Collection entries:
|---|

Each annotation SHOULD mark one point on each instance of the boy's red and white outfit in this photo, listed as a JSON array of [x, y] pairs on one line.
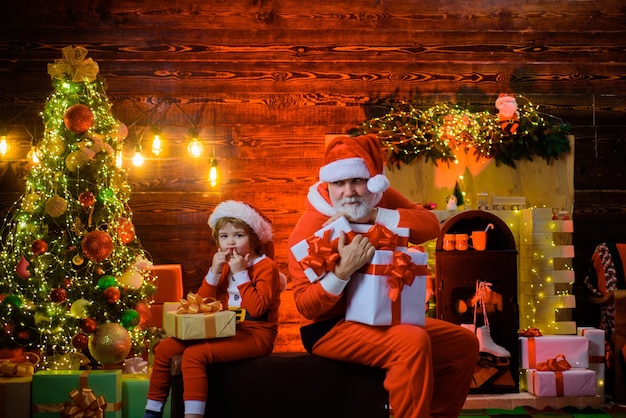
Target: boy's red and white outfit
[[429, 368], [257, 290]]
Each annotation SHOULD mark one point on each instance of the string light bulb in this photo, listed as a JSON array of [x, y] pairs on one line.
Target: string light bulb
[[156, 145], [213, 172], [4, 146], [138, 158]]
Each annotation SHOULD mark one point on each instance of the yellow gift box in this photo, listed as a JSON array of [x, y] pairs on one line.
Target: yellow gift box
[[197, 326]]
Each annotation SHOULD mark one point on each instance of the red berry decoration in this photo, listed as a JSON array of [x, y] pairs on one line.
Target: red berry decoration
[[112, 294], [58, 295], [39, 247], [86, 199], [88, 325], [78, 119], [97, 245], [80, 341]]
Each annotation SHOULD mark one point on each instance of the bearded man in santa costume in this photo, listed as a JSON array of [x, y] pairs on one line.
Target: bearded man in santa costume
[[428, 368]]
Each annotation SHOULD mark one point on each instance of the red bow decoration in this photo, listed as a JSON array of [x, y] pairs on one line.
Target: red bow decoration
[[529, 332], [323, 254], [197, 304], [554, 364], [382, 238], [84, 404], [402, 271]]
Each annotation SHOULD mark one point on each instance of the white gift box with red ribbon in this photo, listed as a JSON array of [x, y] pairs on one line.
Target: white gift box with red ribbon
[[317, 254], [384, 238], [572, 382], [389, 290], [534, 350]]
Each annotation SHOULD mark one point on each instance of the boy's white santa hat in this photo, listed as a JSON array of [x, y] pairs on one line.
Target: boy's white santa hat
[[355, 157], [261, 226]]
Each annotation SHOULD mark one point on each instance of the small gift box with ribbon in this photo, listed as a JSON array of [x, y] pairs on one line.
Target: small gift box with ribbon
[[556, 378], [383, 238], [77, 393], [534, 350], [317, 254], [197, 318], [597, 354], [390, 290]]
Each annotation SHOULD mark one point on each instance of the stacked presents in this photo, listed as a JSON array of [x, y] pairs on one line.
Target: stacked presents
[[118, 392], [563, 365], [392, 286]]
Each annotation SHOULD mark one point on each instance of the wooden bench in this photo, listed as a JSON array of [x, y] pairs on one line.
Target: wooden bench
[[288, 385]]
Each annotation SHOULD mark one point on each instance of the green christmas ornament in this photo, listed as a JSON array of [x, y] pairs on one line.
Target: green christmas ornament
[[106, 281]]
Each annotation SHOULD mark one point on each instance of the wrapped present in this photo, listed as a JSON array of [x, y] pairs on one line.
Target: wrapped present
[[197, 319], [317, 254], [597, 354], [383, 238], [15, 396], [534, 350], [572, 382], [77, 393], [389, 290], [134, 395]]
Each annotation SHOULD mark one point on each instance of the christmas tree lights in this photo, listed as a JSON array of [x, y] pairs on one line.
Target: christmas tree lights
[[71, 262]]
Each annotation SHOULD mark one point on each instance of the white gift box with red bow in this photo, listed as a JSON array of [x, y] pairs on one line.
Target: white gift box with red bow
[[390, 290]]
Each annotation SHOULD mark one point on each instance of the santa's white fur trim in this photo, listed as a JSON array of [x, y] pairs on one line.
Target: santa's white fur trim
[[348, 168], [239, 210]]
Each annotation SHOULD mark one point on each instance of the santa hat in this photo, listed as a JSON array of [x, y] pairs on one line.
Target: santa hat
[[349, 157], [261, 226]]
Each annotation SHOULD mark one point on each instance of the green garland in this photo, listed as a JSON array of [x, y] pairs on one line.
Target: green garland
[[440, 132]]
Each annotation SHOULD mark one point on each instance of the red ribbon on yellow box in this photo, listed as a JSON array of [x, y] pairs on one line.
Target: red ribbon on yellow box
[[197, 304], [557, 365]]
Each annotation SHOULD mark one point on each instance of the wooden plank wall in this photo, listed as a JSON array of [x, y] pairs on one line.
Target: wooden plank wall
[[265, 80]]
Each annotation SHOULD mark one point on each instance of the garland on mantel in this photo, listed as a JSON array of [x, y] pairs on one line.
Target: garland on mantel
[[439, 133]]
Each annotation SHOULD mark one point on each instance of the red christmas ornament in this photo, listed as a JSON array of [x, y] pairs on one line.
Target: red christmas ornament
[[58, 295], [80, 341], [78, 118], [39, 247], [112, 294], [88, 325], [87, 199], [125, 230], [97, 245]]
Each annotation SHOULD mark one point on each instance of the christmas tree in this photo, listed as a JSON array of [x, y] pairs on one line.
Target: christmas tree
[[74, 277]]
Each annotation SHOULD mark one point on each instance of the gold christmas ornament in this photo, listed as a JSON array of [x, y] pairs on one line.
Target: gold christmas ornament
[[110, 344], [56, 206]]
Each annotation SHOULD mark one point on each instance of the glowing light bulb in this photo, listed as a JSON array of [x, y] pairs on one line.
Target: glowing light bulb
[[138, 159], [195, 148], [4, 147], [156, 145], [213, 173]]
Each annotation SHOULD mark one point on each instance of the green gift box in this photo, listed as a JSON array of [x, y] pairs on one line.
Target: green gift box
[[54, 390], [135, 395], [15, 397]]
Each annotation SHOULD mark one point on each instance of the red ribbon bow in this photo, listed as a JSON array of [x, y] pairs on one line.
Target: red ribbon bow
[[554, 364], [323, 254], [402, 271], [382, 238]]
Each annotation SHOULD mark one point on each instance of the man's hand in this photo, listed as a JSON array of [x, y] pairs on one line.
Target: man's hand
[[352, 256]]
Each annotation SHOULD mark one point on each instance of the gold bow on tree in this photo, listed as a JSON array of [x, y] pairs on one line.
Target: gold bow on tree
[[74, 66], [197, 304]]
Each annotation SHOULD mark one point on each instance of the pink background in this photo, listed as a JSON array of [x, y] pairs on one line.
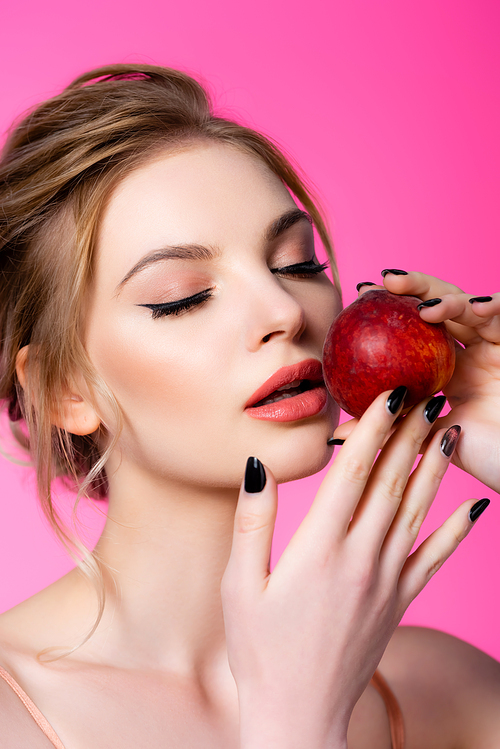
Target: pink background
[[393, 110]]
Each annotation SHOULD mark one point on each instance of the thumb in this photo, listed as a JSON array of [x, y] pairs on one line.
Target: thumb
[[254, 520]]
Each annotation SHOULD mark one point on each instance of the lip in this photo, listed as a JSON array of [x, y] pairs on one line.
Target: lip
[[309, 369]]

|---|

## CHALLENGE
Turn the data above, from its first line through the line containing "245], [80, 341]]", into a JSON list of strings with one string per line. Skip blank lines and leave the pictures out.

## SOLVED EXERCISE
[
  "Each annotation SHOULD mark one point on each instance of the boy's red and white outfit in this photo, listed as a JSON array of [x, y] pairs on one line.",
  "Target: boy's red and white outfit",
  "[[429, 368], [257, 290]]",
  "Each annotation SHOULD mark one point on each instance of the string light bulb in this photo, listed as a JSON array of [x, y] pairs on one line.",
  "Target: string light bulb",
  "[[156, 145], [213, 172], [4, 146], [138, 158]]",
  "Each annotation SHOULD mark one point on each instance of the yellow gift box in this photo, listed as a JSON array of [x, y] pairs on one line.",
  "Target: yellow gift box",
  "[[197, 326]]",
  "Each annotation SHOULD mark one point on each instance of the red berry decoration in this photo, listed as a JSON array of [x, y] pairs on one line.",
  "Target: red berry decoration",
  "[[112, 294], [58, 295], [39, 247], [86, 199], [88, 325], [78, 119], [97, 245], [80, 341]]"
]